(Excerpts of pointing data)
────────
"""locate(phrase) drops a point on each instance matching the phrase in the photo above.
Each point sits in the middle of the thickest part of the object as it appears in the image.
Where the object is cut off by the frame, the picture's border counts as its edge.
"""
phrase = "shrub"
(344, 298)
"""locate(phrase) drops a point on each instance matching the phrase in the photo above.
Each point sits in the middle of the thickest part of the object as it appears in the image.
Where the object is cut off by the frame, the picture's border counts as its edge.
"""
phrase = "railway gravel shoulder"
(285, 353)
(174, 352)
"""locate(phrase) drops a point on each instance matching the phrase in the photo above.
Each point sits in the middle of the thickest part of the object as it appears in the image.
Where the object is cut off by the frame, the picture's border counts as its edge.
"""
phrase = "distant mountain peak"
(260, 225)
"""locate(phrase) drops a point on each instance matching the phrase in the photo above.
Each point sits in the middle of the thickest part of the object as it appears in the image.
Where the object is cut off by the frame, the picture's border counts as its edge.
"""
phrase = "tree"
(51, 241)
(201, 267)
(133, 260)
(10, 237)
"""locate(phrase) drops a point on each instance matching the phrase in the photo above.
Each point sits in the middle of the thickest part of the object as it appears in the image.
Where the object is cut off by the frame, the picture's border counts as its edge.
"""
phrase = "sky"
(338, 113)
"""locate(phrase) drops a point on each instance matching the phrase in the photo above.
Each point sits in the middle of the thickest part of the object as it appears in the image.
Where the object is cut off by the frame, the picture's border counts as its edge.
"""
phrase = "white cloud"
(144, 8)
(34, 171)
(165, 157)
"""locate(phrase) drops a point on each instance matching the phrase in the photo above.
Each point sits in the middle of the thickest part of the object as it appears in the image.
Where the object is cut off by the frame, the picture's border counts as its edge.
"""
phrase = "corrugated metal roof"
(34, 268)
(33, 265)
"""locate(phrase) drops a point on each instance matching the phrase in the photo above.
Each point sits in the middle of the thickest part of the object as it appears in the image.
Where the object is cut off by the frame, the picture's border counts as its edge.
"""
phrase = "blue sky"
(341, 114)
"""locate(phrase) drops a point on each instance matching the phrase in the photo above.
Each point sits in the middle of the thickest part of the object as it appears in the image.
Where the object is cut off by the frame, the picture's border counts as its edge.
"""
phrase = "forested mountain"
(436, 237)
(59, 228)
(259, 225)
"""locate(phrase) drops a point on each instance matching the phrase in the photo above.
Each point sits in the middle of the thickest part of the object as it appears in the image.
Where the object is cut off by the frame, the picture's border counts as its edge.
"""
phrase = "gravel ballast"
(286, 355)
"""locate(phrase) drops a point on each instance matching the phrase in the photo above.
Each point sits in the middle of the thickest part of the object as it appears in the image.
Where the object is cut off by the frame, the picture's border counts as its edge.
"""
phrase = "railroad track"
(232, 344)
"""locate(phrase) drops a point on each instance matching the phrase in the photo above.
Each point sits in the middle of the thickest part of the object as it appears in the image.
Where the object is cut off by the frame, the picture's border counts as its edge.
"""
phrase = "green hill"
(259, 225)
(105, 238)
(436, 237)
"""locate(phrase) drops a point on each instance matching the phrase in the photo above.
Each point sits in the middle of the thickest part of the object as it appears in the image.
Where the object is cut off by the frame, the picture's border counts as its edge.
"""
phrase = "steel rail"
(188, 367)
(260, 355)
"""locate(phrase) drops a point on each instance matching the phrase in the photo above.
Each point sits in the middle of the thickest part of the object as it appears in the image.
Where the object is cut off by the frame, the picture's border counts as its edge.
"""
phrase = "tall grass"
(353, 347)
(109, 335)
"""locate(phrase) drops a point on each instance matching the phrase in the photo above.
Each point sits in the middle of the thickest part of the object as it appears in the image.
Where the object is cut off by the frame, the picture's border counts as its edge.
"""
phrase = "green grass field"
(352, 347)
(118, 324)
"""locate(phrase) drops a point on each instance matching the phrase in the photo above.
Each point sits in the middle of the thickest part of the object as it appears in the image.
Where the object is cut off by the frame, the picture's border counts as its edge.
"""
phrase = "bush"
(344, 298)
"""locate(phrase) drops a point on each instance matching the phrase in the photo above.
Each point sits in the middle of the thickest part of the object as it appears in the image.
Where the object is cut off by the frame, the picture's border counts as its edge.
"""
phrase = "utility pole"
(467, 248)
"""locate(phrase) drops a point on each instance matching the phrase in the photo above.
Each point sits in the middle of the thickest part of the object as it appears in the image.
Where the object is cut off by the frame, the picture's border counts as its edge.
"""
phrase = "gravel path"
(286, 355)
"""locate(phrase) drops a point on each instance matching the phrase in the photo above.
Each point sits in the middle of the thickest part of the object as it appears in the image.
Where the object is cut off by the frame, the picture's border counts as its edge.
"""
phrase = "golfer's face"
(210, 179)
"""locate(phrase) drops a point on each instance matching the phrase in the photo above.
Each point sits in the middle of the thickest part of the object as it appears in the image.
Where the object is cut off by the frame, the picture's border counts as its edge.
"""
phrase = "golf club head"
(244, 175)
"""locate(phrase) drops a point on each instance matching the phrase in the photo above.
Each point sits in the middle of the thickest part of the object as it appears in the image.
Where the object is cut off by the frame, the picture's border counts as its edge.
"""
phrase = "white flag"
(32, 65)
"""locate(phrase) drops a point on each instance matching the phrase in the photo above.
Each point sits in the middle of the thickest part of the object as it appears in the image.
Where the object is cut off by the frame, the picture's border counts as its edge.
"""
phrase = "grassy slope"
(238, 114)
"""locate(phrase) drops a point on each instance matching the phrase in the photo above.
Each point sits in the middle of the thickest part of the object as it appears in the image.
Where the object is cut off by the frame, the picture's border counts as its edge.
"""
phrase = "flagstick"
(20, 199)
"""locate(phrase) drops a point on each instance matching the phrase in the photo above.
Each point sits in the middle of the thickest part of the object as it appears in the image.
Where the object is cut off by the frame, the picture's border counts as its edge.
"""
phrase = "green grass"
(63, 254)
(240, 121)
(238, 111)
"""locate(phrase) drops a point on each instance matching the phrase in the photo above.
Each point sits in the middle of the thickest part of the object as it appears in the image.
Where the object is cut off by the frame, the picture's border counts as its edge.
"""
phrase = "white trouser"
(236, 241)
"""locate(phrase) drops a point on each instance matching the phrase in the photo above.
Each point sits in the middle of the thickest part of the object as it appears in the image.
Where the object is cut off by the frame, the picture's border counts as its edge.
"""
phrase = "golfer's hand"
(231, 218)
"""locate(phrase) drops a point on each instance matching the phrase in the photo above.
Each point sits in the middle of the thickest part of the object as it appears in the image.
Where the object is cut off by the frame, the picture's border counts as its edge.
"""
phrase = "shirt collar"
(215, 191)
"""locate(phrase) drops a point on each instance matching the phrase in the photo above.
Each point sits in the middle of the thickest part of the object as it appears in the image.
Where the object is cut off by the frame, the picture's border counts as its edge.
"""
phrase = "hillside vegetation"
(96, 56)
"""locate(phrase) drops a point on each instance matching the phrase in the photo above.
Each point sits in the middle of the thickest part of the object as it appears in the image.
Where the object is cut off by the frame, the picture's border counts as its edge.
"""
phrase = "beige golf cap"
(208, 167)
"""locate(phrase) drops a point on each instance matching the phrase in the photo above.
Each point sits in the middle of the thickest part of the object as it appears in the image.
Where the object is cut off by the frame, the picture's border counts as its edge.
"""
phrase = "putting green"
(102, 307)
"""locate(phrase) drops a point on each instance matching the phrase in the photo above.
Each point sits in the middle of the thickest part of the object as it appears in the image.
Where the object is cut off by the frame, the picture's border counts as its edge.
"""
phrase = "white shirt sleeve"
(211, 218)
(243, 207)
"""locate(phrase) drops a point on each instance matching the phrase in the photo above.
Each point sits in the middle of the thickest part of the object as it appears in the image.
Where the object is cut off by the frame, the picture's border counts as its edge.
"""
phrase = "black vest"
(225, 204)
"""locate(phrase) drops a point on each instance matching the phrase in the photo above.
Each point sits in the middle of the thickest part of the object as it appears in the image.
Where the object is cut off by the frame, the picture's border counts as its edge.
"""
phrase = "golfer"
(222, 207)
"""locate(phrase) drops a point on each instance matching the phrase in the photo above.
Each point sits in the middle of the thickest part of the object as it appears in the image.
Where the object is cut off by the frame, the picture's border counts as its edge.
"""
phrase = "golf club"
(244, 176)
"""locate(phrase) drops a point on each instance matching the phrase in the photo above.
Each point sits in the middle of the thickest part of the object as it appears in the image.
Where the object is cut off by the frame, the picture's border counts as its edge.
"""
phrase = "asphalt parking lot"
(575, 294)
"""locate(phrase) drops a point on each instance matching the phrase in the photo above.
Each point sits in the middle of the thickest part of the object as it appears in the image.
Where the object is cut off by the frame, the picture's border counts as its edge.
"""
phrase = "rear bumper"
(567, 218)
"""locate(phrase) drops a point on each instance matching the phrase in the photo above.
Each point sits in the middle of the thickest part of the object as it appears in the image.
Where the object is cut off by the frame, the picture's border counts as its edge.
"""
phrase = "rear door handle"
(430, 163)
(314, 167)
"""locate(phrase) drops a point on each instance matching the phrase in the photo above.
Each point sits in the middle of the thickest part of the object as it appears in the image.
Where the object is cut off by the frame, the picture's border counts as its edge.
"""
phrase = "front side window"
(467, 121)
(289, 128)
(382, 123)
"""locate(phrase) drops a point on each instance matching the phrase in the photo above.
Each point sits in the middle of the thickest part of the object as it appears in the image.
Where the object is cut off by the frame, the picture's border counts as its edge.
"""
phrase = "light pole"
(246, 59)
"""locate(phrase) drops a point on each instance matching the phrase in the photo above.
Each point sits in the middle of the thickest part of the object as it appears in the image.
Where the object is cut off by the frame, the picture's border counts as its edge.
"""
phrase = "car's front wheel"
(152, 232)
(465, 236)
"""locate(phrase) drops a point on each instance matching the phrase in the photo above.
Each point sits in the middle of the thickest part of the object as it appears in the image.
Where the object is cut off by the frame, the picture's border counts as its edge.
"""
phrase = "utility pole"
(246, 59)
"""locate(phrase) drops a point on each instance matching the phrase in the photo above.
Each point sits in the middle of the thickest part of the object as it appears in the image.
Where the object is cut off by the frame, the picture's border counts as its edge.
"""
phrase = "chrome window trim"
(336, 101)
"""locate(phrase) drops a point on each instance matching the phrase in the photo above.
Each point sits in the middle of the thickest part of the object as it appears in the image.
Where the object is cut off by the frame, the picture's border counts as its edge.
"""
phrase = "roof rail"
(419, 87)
────────
* EXERCISE DETAILS
Find each line in the rows above that contains the word "gravel", and copy those lines out.

* OUTPUT
phrase = "railway gravel shoulder"
phrase = "gravel ballast"
phrase = "gravel path"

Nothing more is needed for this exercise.